# Exercise:
Retype everything in the listing, leaving each line exactly as it is.

┌─ Entries shown

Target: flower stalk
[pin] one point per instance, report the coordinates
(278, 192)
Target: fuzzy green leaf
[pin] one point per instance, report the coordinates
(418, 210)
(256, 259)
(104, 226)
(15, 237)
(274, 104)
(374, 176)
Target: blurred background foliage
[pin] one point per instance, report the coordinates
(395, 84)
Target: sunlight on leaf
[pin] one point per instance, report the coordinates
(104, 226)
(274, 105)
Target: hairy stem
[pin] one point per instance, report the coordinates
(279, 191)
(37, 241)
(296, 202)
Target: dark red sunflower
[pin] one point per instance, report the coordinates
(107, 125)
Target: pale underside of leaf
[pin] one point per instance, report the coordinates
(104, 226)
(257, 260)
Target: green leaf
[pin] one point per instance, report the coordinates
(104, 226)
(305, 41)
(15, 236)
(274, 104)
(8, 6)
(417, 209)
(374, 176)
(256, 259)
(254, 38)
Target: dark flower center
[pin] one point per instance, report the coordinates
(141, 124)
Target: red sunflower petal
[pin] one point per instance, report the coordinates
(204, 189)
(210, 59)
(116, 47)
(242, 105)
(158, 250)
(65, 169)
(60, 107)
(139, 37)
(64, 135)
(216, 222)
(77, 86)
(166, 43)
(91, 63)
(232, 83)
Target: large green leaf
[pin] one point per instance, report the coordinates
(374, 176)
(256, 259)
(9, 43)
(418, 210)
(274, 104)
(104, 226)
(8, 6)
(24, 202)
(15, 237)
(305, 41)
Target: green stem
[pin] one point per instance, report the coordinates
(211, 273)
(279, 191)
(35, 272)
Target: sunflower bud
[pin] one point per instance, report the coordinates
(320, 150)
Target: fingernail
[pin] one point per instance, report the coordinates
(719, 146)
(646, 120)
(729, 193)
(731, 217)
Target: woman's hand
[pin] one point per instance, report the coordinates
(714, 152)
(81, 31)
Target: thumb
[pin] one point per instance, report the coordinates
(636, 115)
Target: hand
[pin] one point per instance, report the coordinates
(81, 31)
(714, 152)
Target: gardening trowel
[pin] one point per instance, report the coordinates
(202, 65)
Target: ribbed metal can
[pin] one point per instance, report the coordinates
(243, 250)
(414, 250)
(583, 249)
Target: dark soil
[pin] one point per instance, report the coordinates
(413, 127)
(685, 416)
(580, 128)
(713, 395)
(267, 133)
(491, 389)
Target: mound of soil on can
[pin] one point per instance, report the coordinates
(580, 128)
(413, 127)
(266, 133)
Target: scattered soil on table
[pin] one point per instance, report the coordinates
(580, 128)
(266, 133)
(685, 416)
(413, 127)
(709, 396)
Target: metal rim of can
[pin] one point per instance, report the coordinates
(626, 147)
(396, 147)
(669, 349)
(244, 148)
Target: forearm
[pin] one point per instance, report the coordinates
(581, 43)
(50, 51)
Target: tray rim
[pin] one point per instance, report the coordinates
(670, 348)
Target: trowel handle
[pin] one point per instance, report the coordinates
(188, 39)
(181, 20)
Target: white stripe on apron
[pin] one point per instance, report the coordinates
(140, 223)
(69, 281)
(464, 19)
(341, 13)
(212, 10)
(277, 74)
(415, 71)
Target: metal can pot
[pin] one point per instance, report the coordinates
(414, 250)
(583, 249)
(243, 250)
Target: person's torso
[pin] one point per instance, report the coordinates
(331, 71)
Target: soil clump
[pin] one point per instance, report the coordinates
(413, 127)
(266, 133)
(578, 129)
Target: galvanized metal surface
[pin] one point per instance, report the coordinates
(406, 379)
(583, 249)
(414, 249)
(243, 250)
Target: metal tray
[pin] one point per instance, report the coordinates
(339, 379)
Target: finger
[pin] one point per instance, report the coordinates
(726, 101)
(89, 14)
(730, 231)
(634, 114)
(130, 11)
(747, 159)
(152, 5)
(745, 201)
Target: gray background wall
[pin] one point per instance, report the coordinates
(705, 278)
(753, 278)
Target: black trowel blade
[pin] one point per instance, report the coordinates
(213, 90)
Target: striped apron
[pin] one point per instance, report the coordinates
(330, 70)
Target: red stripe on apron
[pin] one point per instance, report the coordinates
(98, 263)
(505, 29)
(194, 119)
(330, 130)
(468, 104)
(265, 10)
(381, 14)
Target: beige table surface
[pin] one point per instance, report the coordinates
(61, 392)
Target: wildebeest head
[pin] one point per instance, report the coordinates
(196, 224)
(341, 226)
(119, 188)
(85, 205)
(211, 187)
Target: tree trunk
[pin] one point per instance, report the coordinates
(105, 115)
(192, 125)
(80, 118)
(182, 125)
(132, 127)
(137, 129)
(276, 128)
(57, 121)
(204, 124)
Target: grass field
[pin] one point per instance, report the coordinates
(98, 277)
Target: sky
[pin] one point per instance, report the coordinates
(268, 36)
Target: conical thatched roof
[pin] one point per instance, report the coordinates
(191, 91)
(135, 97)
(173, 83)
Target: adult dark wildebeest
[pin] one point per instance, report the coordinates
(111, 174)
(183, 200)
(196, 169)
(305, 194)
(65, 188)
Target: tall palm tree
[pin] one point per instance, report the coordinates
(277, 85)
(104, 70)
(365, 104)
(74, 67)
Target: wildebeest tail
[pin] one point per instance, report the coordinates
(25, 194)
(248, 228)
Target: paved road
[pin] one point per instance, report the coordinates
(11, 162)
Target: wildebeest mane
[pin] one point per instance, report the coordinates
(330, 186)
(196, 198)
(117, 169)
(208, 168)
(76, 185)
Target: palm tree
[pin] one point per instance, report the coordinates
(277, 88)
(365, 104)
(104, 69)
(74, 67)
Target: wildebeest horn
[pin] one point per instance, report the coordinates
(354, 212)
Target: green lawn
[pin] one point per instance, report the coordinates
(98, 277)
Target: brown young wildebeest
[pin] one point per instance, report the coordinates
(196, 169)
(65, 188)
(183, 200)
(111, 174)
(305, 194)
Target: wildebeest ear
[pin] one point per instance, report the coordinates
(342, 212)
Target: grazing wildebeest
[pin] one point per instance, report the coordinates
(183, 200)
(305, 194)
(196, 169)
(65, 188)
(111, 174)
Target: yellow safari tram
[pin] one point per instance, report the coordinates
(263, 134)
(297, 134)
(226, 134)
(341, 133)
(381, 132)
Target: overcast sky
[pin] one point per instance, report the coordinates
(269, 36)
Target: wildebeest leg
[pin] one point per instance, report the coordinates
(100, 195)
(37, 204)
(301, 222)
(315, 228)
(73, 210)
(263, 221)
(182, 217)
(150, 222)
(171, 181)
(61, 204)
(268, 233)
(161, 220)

└─

# Expected answer:
Target: flower stalk
[pin] one point per instance, report the coordinates
(278, 192)
Target: fuzzy green leaf
[pin] one point per instance, report the coordinates
(418, 210)
(256, 259)
(104, 226)
(15, 237)
(274, 104)
(374, 176)
Target: blurred background foliage
[pin] one point per instance, report the coordinates
(395, 84)
Target: sunlight on leaf
[pin] one point per instance, report the coordinates
(104, 226)
(274, 105)
Target: hairy stem
[pin] one point per instance, report the coordinates
(279, 191)
(37, 241)
(296, 202)
Target: dark red sunflower
[pin] one point per instance, report the coordinates
(107, 125)
Target: pale underside of leaf
[pin] one point per instance, report the coordinates
(104, 226)
(257, 260)
Target: green leaf
[pin] one point per instance, report the coordinates
(104, 226)
(305, 41)
(15, 236)
(274, 104)
(8, 6)
(417, 209)
(374, 176)
(256, 259)
(254, 38)
Target: dark flower center
[pin] one point per instance, report the coordinates
(141, 124)
Target: red sunflower petal
[pin] one point per instance, report the coordinates
(204, 189)
(210, 59)
(116, 47)
(242, 105)
(158, 250)
(65, 169)
(60, 107)
(139, 37)
(64, 135)
(216, 222)
(77, 86)
(166, 43)
(91, 63)
(232, 83)
Target: large green leaf
[pin] one point per instance, report the coordinates
(374, 176)
(256, 259)
(9, 43)
(418, 210)
(274, 104)
(104, 226)
(8, 6)
(24, 202)
(15, 237)
(305, 41)
Target: green stem
[pin] one point per instance, report the coordinates
(211, 273)
(279, 191)
(35, 272)
Target: sunflower bud
[pin] one point per instance, report the coordinates
(320, 150)
Target: fingernail
[pin] one point per instance, report the coordinates
(719, 146)
(646, 120)
(729, 193)
(731, 217)
Target: woman's hand
[pin] one point per instance, report the coordinates
(714, 152)
(81, 31)
Target: thumb
[pin] one point per instance, report the coordinates
(636, 115)
Target: hand
[pin] one point per instance, report the coordinates
(81, 31)
(714, 152)
Target: gardening trowel
[pin] one point per instance, report the coordinates
(202, 65)
Target: ribbed metal can
[pin] one point per instance, report the coordinates
(243, 250)
(414, 250)
(583, 249)
Target: dark soil
[pin] one point per instance, report the coordinates
(413, 127)
(685, 416)
(580, 128)
(713, 395)
(267, 133)
(491, 389)
Target: mound of soil on can
[pin] one point per instance, report the coordinates
(580, 128)
(413, 127)
(266, 133)
Target: scattered soil on table
[pin] one point per instance, report the coordinates
(580, 128)
(266, 133)
(685, 416)
(413, 127)
(709, 396)
Target: metal rim of can
[pin] one point per instance, report the coordinates
(626, 147)
(396, 147)
(669, 349)
(244, 148)
Target: forearm
[pin] one point per instance, report the coordinates
(581, 43)
(50, 51)
Target: tray rim
[pin] one point per instance, report the coordinates
(670, 348)
Target: trowel handle
[pin] one point per instance, report the coordinates
(188, 39)
(181, 20)
Target: white stripe on apron
[pin] one point per instance, report the coordinates
(140, 223)
(69, 281)
(464, 19)
(341, 13)
(212, 10)
(277, 74)
(415, 71)
Target: metal can pot
[pin] one point per instance, report the coordinates
(414, 250)
(583, 249)
(243, 250)
Target: person's torso
[pin] one point per instance, report the coordinates
(331, 71)
Target: soil clump
[pin] one point per instance, report the coordinates
(413, 127)
(266, 133)
(578, 129)
Target: galvanized metal surface
[pin] one point per instance, report the coordinates
(406, 379)
(583, 249)
(414, 249)
(243, 250)
Target: metal tray
[pin] one point per instance, report the coordinates
(339, 379)
Target: finger
[pin] one point per instance, report the coordinates
(726, 101)
(89, 14)
(730, 231)
(634, 114)
(130, 11)
(747, 159)
(152, 5)
(745, 201)
Target: gray background wall
[pin] one point per instance, report the coordinates
(705, 278)
(753, 278)
Target: black trowel blade
[pin] one point per instance, report the coordinates
(213, 90)
Target: striped apron
[pin] one point per instance, report the coordinates
(330, 70)
Target: red stripe on apron
[pin] one point per instance, report the coordinates
(98, 263)
(505, 29)
(194, 119)
(330, 130)
(468, 104)
(265, 10)
(381, 14)
Target: beige table surface
[pin] one point per instance, report the coordinates
(61, 392)
Target: wildebeest head
[pin] one point per instance, report the coordinates
(196, 224)
(341, 226)
(119, 188)
(85, 205)
(211, 187)
Target: tree trunk
[pin] one point per instance, report the coordinates
(105, 115)
(192, 125)
(80, 118)
(182, 125)
(132, 127)
(137, 129)
(276, 128)
(57, 121)
(204, 124)
Target: grass field
[pin] one point per instance, report the coordinates
(98, 277)
Target: sky
[pin] one point per instance, report the coordinates
(268, 36)
Target: conical thatched roof
[pin] one point per instance, report the coordinates
(191, 91)
(135, 97)
(173, 83)
Target: adult dark wildebeest
[pin] one point per instance, report the coordinates
(111, 174)
(183, 200)
(196, 169)
(305, 194)
(65, 188)
Target: tall palm tree
[pin] one point per instance, report the coordinates
(277, 85)
(104, 70)
(365, 104)
(74, 67)
Target: wildebeest tail
[pin] one point per instance, report the coordinates
(25, 194)
(248, 228)
Target: paved road
[pin] one point per instance, report the coordinates
(11, 162)
Target: wildebeest mane
[pin] one point per instance, report the coordinates
(330, 186)
(196, 198)
(117, 169)
(208, 168)
(76, 185)
Target: palm tree
[pin] one point per instance, report the coordinates
(277, 88)
(365, 104)
(104, 69)
(74, 67)
Target: wildebeest horn
[pin] one point per instance, report the coordinates
(354, 212)
Target: green lawn
[pin] one point per instance, report the coordinates
(98, 277)
Target: brown young wildebeest
[pin] one point per instance, report the coordinates
(196, 169)
(65, 188)
(183, 200)
(111, 174)
(305, 194)
Target: wildebeest ear
[pin] one point per instance, report the coordinates
(342, 212)
Target: grazing wildebeest
[pin] one point per instance, report the coordinates
(183, 200)
(305, 194)
(196, 169)
(65, 188)
(111, 174)
Target: yellow safari tram
[pin] one point per instance, report the coordinates
(263, 134)
(297, 134)
(226, 134)
(341, 133)
(381, 132)
Target: overcast sky
[pin] one point per instance, report the coordinates
(269, 36)
Target: wildebeest leg
[pin] one point per instance, report the coordinates
(100, 195)
(37, 204)
(301, 222)
(315, 228)
(73, 210)
(263, 221)
(182, 217)
(150, 222)
(171, 181)
(61, 204)
(268, 233)
(161, 220)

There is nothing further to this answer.